[Region labeling entries]
[start]
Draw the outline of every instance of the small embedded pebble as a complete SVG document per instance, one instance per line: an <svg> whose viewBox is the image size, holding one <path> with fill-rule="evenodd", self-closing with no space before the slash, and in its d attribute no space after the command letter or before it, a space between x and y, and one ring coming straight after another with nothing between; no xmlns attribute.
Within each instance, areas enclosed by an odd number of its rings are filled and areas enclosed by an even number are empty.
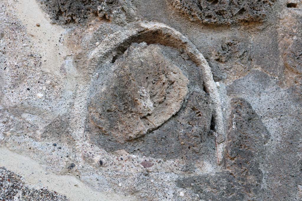
<svg viewBox="0 0 302 201"><path fill-rule="evenodd" d="M72 163L70 164L70 165L69 166L69 167L68 167L68 168L69 169L71 169L72 168L74 168L75 167L76 167L76 165L73 163Z"/></svg>
<svg viewBox="0 0 302 201"><path fill-rule="evenodd" d="M41 99L44 95L42 93L38 93L37 94L37 97L39 99Z"/></svg>

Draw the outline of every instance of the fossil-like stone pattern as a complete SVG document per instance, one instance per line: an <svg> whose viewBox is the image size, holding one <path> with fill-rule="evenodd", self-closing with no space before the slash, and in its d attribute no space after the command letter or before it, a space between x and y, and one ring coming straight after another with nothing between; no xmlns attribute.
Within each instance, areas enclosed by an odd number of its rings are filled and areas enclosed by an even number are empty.
<svg viewBox="0 0 302 201"><path fill-rule="evenodd" d="M264 19L274 0L173 0L172 6L192 20L207 24L231 24Z"/></svg>
<svg viewBox="0 0 302 201"><path fill-rule="evenodd" d="M158 48L134 44L116 61L109 83L92 99L92 120L119 140L154 130L179 110L188 80Z"/></svg>
<svg viewBox="0 0 302 201"><path fill-rule="evenodd" d="M92 129L91 138L98 146L188 161L215 154L212 100L203 90L201 69L187 55L163 45L133 43L112 68L89 105L98 128Z"/></svg>

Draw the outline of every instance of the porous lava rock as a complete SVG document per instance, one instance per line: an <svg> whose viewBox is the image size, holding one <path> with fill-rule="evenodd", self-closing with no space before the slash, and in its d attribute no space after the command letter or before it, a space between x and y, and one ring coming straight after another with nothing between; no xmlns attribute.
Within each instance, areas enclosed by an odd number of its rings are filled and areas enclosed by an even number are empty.
<svg viewBox="0 0 302 201"><path fill-rule="evenodd" d="M173 0L172 6L206 24L230 24L264 19L274 0Z"/></svg>
<svg viewBox="0 0 302 201"><path fill-rule="evenodd" d="M89 110L94 124L122 141L160 126L179 110L188 92L188 79L156 46L133 44L112 68Z"/></svg>
<svg viewBox="0 0 302 201"><path fill-rule="evenodd" d="M222 171L185 177L178 185L205 200L260 200L261 163L270 135L246 101L233 99L231 104Z"/></svg>

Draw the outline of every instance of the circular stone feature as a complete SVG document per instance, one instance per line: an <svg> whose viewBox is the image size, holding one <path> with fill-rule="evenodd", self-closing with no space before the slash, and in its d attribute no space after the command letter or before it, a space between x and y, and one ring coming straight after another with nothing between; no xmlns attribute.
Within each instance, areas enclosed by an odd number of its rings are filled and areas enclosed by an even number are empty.
<svg viewBox="0 0 302 201"><path fill-rule="evenodd" d="M91 120L120 142L156 129L182 107L189 80L156 45L133 43L88 108Z"/></svg>

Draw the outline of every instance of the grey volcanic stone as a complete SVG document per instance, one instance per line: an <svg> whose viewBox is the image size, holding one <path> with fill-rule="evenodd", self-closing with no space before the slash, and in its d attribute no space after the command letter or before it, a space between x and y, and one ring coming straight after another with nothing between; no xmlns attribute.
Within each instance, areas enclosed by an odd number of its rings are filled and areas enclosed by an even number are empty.
<svg viewBox="0 0 302 201"><path fill-rule="evenodd" d="M253 22L265 17L274 0L173 0L172 6L193 20L207 24Z"/></svg>
<svg viewBox="0 0 302 201"><path fill-rule="evenodd" d="M64 24L85 22L89 18L111 20L117 9L129 13L129 5L118 0L39 0L53 22Z"/></svg>
<svg viewBox="0 0 302 201"><path fill-rule="evenodd" d="M110 82L89 106L93 123L119 141L141 137L178 112L188 80L159 47L134 44L112 66Z"/></svg>
<svg viewBox="0 0 302 201"><path fill-rule="evenodd" d="M178 185L205 200L262 200L260 165L270 135L249 104L241 99L231 101L223 170L185 177Z"/></svg>
<svg viewBox="0 0 302 201"><path fill-rule="evenodd" d="M187 55L133 43L112 68L111 78L89 105L99 128L92 129L91 138L100 147L189 160L213 150L211 100L201 70ZM132 126L119 130L123 125Z"/></svg>

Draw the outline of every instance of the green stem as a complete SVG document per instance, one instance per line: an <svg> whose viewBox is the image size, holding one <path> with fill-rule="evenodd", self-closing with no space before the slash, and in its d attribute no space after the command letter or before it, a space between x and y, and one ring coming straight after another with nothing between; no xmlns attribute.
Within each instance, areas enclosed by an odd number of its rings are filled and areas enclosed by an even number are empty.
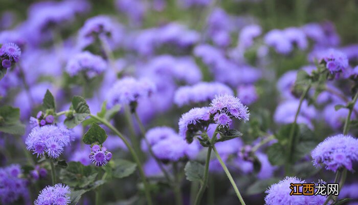
<svg viewBox="0 0 358 205"><path fill-rule="evenodd" d="M251 152L252 153L254 153L256 151L257 151L261 146L262 146L264 145L265 145L266 143L269 142L271 141L273 139L275 139L275 136L274 135L270 135L266 138L262 139L260 143L258 144L255 145L255 146L253 147L252 149L251 149Z"/></svg>
<svg viewBox="0 0 358 205"><path fill-rule="evenodd" d="M306 95L307 95L307 93L308 92L308 91L309 90L309 89L310 88L311 81L310 80L309 83L308 83L308 85L307 86L307 88L306 88L306 89L305 89L304 91L303 91L303 93L301 95L301 97L300 98L300 102L298 104L298 108L297 108L297 111L296 111L296 115L295 115L295 119L294 120L294 122L292 124L290 129L289 130L289 135L288 135L288 155L287 155L288 162L291 161L291 159L292 158L292 155L294 152L294 142L295 141L294 134L296 129L296 124L297 123L297 117L298 117L298 115L300 114L300 111L301 111L301 107L302 106L303 100L304 99ZM286 171L289 169L289 163L287 163L286 169Z"/></svg>
<svg viewBox="0 0 358 205"><path fill-rule="evenodd" d="M138 126L139 126L139 129L140 129L140 130L141 130L141 133L142 133L142 135L143 136L143 138L144 139L144 141L145 142L145 144L147 145L147 147L148 147L148 150L149 151L149 153L153 157L153 158L154 159L154 160L156 162L156 163L158 165L158 166L160 168L161 170L162 170L162 172L163 173L163 174L164 174L164 176L165 177L166 179L168 180L168 181L169 183L170 183L172 181L172 180L171 179L171 178L169 176L169 173L168 173L168 172L167 172L167 170L163 166L163 165L159 159L158 159L158 158L156 157L155 156L155 155L154 154L154 153L153 153L153 150L152 149L151 146L150 145L150 144L149 143L149 142L148 141L148 139L147 139L147 138L145 137L145 133L146 133L145 129L144 128L144 126L143 126L143 125L142 123L142 121L139 118L139 116L138 116L138 114L137 113L137 112L135 112L133 114L135 115L135 117L136 118L136 119L137 120L137 122L138 124ZM175 187L175 186L176 186L174 184L174 187Z"/></svg>
<svg viewBox="0 0 358 205"><path fill-rule="evenodd" d="M243 201L243 199L242 198L241 194L240 194L240 191L239 191L239 189L237 188L237 186L236 186L236 184L235 183L235 181L234 181L234 179L233 179L232 176L231 176L231 174L229 171L228 168L226 167L226 165L225 165L225 163L224 163L224 162L222 161L221 157L220 157L220 155L219 155L219 153L217 152L215 146L213 145L212 146L214 153L215 153L215 156L216 156L216 158L217 158L217 159L219 160L219 162L221 165L224 171L225 171L225 173L226 173L227 176L228 176L228 178L229 178L229 180L230 181L231 185L232 185L233 188L235 190L235 192L236 193L236 195L237 195L237 197L239 198L241 204L242 205L245 205L245 202Z"/></svg>
<svg viewBox="0 0 358 205"><path fill-rule="evenodd" d="M174 176L175 184L174 184L174 193L175 195L175 204L176 205L183 204L183 198L182 197L182 190L181 189L180 176L177 167L177 163L174 162L173 163L174 170Z"/></svg>
<svg viewBox="0 0 358 205"><path fill-rule="evenodd" d="M344 128L343 128L343 135L346 135L348 133L349 130L349 124L350 123L350 116L352 115L352 112L353 109L354 108L354 105L357 102L357 99L358 98L358 92L355 93L354 97L353 98L352 101L352 105L351 107L349 108L349 111L348 112L348 115L347 116L346 118L346 121L344 122Z"/></svg>
<svg viewBox="0 0 358 205"><path fill-rule="evenodd" d="M216 129L214 131L214 133L213 133L213 136L211 137L211 140L210 141L211 145L214 144L214 141L216 138L216 134L217 133L218 129L218 127L216 127ZM203 195L204 194L207 185L208 184L208 178L209 177L209 165L210 163L210 156L211 156L212 150L212 146L210 146L208 148L208 153L206 155L206 159L205 160L205 169L204 170L204 180L203 181L203 183L200 187L199 192L198 192L197 194L196 195L196 197L195 198L195 200L194 202L195 205L198 205L200 203L200 201L202 200Z"/></svg>
<svg viewBox="0 0 358 205"><path fill-rule="evenodd" d="M136 161L136 163L137 163L137 166L138 166L139 174L141 176L141 178L142 178L142 181L143 182L143 184L144 185L144 191L145 192L145 196L147 198L147 202L148 203L148 204L152 205L153 203L152 202L151 197L150 196L150 192L149 190L149 184L148 183L148 181L147 181L147 178L145 176L145 174L144 174L144 171L143 171L142 165L141 164L141 161L139 160L139 158L138 158L138 155L136 153L136 152L135 152L134 150L130 146L129 143L128 142L127 139L125 138L124 138L124 137L123 137L122 133L121 133L117 129L116 129L116 128L113 127L108 121L107 121L105 119L99 117L96 115L91 114L90 116L92 118L99 121L100 122L102 122L103 125L106 126L113 132L114 132L116 135L117 135L123 141L123 142L124 142L126 146L128 148L128 150L129 151L129 152L130 152L130 154L132 155L132 156L133 157L133 158L134 159L135 161Z"/></svg>
<svg viewBox="0 0 358 205"><path fill-rule="evenodd" d="M51 179L52 179L52 185L56 184L56 170L55 170L55 165L52 160L49 159L50 165L51 166Z"/></svg>

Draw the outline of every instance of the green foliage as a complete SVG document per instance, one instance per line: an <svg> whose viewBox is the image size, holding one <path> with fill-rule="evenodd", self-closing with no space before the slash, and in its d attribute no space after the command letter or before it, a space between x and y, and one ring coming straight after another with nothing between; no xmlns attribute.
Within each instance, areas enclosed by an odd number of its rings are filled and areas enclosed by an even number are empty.
<svg viewBox="0 0 358 205"><path fill-rule="evenodd" d="M55 98L48 89L46 91L46 93L42 100L42 107L45 110L52 109L54 111L56 111Z"/></svg>
<svg viewBox="0 0 358 205"><path fill-rule="evenodd" d="M106 131L98 125L93 123L90 129L83 135L82 141L85 144L98 143L102 145L107 139Z"/></svg>
<svg viewBox="0 0 358 205"><path fill-rule="evenodd" d="M23 135L25 126L20 120L20 110L11 106L0 107L0 132L6 133Z"/></svg>
<svg viewBox="0 0 358 205"><path fill-rule="evenodd" d="M191 181L203 182L204 177L204 166L200 163L188 161L184 168L187 179Z"/></svg>
<svg viewBox="0 0 358 205"><path fill-rule="evenodd" d="M80 96L74 97L70 109L71 112L66 115L64 120L64 124L69 128L73 128L79 125L91 114L86 100Z"/></svg>

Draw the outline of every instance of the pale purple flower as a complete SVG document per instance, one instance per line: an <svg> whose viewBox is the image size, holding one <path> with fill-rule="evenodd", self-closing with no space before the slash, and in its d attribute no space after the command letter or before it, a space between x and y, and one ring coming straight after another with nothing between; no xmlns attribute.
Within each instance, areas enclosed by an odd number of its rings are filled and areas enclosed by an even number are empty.
<svg viewBox="0 0 358 205"><path fill-rule="evenodd" d="M329 137L312 151L314 165L336 172L345 168L353 171L353 163L358 160L358 140L349 135Z"/></svg>
<svg viewBox="0 0 358 205"><path fill-rule="evenodd" d="M101 56L84 51L75 55L70 59L66 71L71 76L83 72L92 78L103 73L107 68L107 63Z"/></svg>
<svg viewBox="0 0 358 205"><path fill-rule="evenodd" d="M175 92L174 102L178 106L190 104L209 102L216 95L233 95L231 89L225 84L216 82L201 82L193 86L183 86Z"/></svg>
<svg viewBox="0 0 358 205"><path fill-rule="evenodd" d="M35 205L58 204L66 205L71 201L70 188L65 184L57 183L54 186L47 186L41 190Z"/></svg>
[end]
## Exercise aim
Copy everything from the line containing "Draw the outline of every instance of the green stem" down to the line containing "152L252 153L254 153L256", swapping "green stem" for "green shoot" and keeping all else as it is. Leave the pictures out of your answer.

## Expected answer
Draw the outline of every instance of the green shoot as a complete SVG document per instance, one instance per line: an <svg> whose viewBox is the image size, holding one <path> with fill-rule="evenodd", self-closing with no space before the slash, and in its d attribute no space after the command letter or before it, a space between x and y, and one ring coming straight after another with nothing between; no xmlns attribute.
Within each instance, areas enclosed by an odd number of its rings are filled and areas enclosed by an even number are empty.
<svg viewBox="0 0 358 205"><path fill-rule="evenodd" d="M251 152L252 153L254 153L256 151L257 151L261 146L262 146L264 145L265 145L266 143L269 142L271 141L273 139L275 139L275 136L274 135L270 135L266 138L262 139L260 143L258 144L255 145L255 146L253 147L252 149L251 149Z"/></svg>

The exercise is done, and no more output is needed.